Quoted passage ->
--- begin ---
Hall sent his first shipment of Japanese plants to Boston in 1861 where they were cared for by the experienced horticulturist Francis Parkman. A year later, Hall himself brought home a second shipment of plants and seeds which he entrusted to the nursery Parsons & Co in Flushing’s, NY. Both shipments included Japanese umbrella pines. Soon thereafter, the Sciadopitys verticillata started to appear in horticultural and nursery literature. An umbrella pine is mentioned in the famous garden of Mr. Hunnewell of Boston in 1865 and Dr Hall himself was growing one in his garden in Bristol, RI. Richard S. Field, the first owner of Marquand Park, listed a Japanese umbrella pine as a “new tree” in an essay entitled: Our Evergreen Trees and Their Cultivation in 1867. Field does not mention where he acquired his tree but may have bought a sapling cultivated at the Parson’s nursery. This assumption is strengthened by the fact that Richard Field lists two other newly acquired trees, the Thuiopsis dolobrata and the Thuiopsis varietgata. These two trees were also part of the second shipment of plants sent by Roger Hall from Japan.
--- end ---
Requests ->
(A) List every year that the umbrella pine passage gives in numerals.
(B) Please find each line of the listing that holds the word "stone" and copy those lines.
The listing is unrelated to the umbrella pine passage.

[Data items]
--- begin ---
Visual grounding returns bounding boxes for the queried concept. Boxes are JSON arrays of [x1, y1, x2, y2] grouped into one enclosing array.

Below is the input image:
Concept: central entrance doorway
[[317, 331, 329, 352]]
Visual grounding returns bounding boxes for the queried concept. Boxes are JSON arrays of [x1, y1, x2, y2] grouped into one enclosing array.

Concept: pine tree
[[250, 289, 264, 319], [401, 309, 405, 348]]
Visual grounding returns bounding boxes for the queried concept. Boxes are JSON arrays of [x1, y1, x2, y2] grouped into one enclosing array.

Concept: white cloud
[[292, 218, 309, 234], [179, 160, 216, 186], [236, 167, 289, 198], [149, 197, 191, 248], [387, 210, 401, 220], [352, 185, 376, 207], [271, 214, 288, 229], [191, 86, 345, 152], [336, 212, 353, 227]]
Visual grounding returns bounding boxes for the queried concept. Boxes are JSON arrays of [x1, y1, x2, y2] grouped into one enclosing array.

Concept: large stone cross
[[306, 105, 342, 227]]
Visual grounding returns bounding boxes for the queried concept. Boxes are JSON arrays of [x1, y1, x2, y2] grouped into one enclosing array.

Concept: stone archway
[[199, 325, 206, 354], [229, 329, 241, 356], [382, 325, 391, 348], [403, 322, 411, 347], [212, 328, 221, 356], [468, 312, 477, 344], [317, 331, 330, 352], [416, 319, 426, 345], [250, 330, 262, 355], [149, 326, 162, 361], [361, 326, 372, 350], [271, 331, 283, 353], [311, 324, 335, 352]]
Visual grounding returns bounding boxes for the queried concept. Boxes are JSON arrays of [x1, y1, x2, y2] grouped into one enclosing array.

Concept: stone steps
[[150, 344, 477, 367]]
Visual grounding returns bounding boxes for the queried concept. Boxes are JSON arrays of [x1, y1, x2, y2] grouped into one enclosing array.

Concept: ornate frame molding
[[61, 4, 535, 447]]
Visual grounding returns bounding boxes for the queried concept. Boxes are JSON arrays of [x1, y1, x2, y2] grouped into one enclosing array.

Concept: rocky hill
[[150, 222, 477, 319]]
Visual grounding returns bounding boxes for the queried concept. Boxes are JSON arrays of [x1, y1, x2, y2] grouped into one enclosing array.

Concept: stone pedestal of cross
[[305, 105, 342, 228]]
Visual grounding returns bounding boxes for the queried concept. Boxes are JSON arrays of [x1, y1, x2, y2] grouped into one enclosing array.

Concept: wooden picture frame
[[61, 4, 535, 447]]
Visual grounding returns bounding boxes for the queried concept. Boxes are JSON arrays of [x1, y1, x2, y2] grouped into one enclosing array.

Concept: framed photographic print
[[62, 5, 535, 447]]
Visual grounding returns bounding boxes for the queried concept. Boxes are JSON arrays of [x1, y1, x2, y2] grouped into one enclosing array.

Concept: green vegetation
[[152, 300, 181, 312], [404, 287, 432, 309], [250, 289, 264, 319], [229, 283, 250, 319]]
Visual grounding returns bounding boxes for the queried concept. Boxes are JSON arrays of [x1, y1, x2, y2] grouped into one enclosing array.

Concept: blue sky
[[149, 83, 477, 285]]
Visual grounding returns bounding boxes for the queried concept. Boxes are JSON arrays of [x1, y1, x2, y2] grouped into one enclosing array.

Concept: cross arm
--- end ---
Task results ->
(A) 1861, 1865, 1867

(B)
Concept: large stone cross
Concept: stone archway
Concept: stone steps
Concept: stone pedestal of cross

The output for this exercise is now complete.